_TASK DETAILS:_ Copy every one of the records below word for word, with each line unchanged.

_ENTRIES SUPPLIED:_
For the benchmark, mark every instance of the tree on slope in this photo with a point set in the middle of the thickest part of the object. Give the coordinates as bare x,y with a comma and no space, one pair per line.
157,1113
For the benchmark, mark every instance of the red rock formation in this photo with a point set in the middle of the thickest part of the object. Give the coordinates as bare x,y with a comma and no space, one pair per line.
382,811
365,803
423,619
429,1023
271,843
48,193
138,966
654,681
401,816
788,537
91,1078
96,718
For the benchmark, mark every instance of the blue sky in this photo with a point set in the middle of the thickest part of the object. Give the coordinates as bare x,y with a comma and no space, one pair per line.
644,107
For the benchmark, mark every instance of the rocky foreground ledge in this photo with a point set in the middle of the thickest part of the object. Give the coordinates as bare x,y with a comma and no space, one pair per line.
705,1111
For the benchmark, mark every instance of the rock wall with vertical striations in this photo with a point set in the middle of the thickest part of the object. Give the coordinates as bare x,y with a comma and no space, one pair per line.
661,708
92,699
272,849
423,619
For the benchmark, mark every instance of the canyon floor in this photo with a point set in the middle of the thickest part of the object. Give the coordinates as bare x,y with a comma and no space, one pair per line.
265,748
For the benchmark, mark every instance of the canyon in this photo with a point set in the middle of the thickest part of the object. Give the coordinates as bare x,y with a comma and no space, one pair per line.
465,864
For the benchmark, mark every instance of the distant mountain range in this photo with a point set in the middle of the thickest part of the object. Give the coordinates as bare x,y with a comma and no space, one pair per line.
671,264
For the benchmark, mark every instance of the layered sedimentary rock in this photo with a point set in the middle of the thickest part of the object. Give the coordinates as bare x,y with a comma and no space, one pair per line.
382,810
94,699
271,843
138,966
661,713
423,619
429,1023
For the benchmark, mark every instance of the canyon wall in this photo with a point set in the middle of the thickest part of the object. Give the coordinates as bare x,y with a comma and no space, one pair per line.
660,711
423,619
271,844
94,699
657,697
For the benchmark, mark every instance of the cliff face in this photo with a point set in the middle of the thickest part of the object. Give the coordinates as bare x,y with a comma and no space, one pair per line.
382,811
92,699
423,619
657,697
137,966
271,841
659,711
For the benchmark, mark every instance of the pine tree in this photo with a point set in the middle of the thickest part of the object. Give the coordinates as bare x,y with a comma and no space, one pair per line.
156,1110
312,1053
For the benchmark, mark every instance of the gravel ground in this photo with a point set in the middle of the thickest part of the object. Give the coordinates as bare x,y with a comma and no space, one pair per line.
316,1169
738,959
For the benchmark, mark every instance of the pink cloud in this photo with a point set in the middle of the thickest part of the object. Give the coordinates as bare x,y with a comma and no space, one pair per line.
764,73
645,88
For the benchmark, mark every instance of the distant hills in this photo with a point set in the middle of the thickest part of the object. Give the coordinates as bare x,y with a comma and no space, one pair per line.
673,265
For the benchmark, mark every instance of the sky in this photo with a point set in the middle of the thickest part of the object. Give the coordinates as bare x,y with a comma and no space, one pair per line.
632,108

_REPLY:_
For the benchmark, mark every instance of the tree on slope in this photo with a point set in the middle of the thickest part of the object. Give the coordinates as bare x,y with a comma and no space, one pair per line.
157,1113
For the benchmark, mark every instance of the red rock formation in this photo with a point set in the middle of the thickest part of the object. Give the coordinates as bare x,y with a comma and no space, one pair per line.
382,811
365,803
423,619
429,1023
271,843
48,193
138,966
654,681
401,816
788,537
91,1078
96,718
For the benchmark, mark every instance of the blue sky in this photo with a point set in the middle of the thickest part of the object. Give the coordinates as bare x,y with a comma and no space, one pair per line.
644,107
For the benchmark, mark every instance of the rocky foreground ledge in this photo with a point set in the middle of the thickest part of the object. Give the coordinates as bare x,y with a comma and no space, one pair per line.
705,1111
For the benchmark, mark every instance of the rock wall with vertical striations in this photo with a point set in the middle of the thickest part of the object. Give the coordinates as bare x,y with a comma and no space, one pair per line.
661,708
92,699
272,849
423,619
For the benchmark, mark every instance of the canyon floor in this photo with a point set in the middle of the thickest part of the object. Give the coordinates as bare x,y with a comma and no space, one pair per line.
265,748
For the benchmark, mark every instance of the canyon in this photo with a point set in the middle of the thickest part of the object. Give the coordinates as bare x,y with a comma and no space, one pair per line.
465,864
For the benchmark, mark every instance of the distant mountain range in this photo with a point set in the middle of the thickest part of the object. Give the coordinates as bare x,y with a comma and no space, one pair per line.
671,264
For the benchmark, mark every instance of the layered sedimentary rock in this photo with a point set in the middle of the thickest part of the object. Give the coordinates as bare x,y with a comma and no space, one pair per line.
382,810
94,699
271,843
138,966
661,713
423,619
429,1023
For the benchmark, mark every instance of the canyon wall in this photo with a point set in the middle of the thickest part of the object. Give the coordinates as bare x,y with a comma and no space, one pair per line.
660,711
423,619
271,844
94,699
657,697
For the benchmark, mark every instance of the cliff face in this photo with a point set in the middle of the thickest part of the object. Give the coordinates as bare x,y with a comma and no space, one pair per line.
382,811
92,699
423,619
657,697
137,966
271,841
659,711
For the benchmark, mark every instance of the pine tree in this photo with a point set in the middle of the thickest part of the object. Give the coordinates as bare x,y with a comma and no space, one pair per line.
156,1110
312,1053
For the benchmark, mark every instance of the gravel ground in this photo with a point set in the middle of the thickest part of the object. Give the coordinates as bare x,y with a comma and no space, one pair per line.
316,1169
738,959
For the benchmark, mark every instance of the pink cloud in this photo with a point set in the middle of the thickest part of the object. Give the coordinates as bare x,y with a comma and no space, one pair per line.
764,73
645,88
For the benchmark, mark every instance of the distant hills in this photo with a point set in the middle of the thickest part of the object. Give the coordinates as bare x,y with a comma and no space, one pair per line.
673,265
For the benchmark, mark every instance of the sky in this photo with a point set in the middle of the thickest part of the object. Give the coordinates as bare x,y with a comma and no space, one pair per line.
632,108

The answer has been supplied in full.